(Rows from a dataset)

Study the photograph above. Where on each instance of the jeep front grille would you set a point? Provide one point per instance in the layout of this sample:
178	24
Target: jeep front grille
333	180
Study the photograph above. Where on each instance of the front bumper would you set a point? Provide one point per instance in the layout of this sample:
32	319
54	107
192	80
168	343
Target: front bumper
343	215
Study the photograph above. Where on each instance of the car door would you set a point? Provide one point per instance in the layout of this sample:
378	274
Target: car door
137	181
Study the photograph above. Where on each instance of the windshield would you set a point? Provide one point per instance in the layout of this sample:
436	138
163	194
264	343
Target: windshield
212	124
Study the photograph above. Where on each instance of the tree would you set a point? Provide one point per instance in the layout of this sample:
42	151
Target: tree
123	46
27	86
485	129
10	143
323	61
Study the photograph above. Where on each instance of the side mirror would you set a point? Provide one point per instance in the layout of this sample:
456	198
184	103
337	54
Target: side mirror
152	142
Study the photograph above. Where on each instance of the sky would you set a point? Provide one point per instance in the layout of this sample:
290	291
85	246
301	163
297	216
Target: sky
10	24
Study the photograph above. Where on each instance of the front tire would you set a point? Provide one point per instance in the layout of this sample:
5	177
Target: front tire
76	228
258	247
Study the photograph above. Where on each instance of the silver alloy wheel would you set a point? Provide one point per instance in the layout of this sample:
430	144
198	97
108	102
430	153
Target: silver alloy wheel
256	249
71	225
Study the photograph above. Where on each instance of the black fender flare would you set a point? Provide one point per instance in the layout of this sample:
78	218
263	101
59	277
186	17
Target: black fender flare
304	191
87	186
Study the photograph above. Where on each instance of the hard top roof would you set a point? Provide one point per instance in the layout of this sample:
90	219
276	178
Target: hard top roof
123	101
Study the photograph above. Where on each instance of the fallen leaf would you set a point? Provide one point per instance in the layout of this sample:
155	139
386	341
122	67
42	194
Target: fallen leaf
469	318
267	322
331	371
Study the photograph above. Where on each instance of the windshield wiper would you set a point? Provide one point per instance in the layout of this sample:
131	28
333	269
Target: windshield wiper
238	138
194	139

**THE PROBLEM**
Print every line of the listing above again, word for word and with all coordinates unchanged.

**FINAL ANSWER**
Study the photograph above. Where on each instance of the jeep front grille would you set a point? Provide one point per instance in the layout of this sample:
178	24
Target: jeep front grille
333	180
Study the photograph above. Where on each instance of the front bumper would you set a point? Provide one point per instance in the layout of this sample:
32	319
54	107
192	80
168	343
Target: front bumper
343	215
Study the photograph above. Where on each instance of the car door would you set a point? Provide one point per instance in the layout of this sample:
378	274
Target: car door
137	181
Study the photograph above. Where on each instance of the windshield would you set a point? Provide one point per instance in the layout of this sample:
436	138
163	194
264	343
Target: windshield
212	124
Study the photograph above. Where on each instance of the tree would you set a point? Provide one point per instance in the layout of this sample:
42	151
Target: tree
123	46
27	86
485	129
10	143
323	61
Study the photograph above. Where on each instance of the side mirror would you set a point? Provide one point per instance in the layout of this sample:
456	198
184	103
337	54
Target: side mirror
152	142
Study the photograph above. Where on each instance of the sky would you set a point? Provide one point per instance in the layout of this sample:
290	291
85	246
301	163
297	216
Target: sky
10	24
Study the photograph above. Where on each instance of the front tire would you set a point? Provide one point per instance in the layout of this sample:
5	177
Target: front tire
76	228
258	247
Study the photograph above. Where on each instance of the silver alloy wheel would you set a point? Provide one point per instance in the layout of this sample:
430	144
198	97
108	102
430	153
Target: silver alloy wheel
256	249
71	225
Study the photograph above. Where on each instance of the black fender flare would you set a point? Provide one point per instance in the layout of this sample:
78	218
263	101
59	277
186	17
Target: black fender flare
304	191
87	186
Study the photograph above. Where on each instance of the hard top roof would you set a point? Provide one point per instance in the layout of this sample:
90	219
276	178
Target: hard top roof
123	101
Study the photograph above. Where on each instance of the fallen leaf would you set a point? Provide one point per instance in the layout of this sample:
155	139
386	341
122	67
42	194
Target: fallen leaf
469	318
267	322
331	371
Study the photograph above. Where on each instance of the windshield wiper would you set a point? Provide one point per instance in the layout of this sample:
131	28
333	269
Target: windshield wiper
238	138
194	139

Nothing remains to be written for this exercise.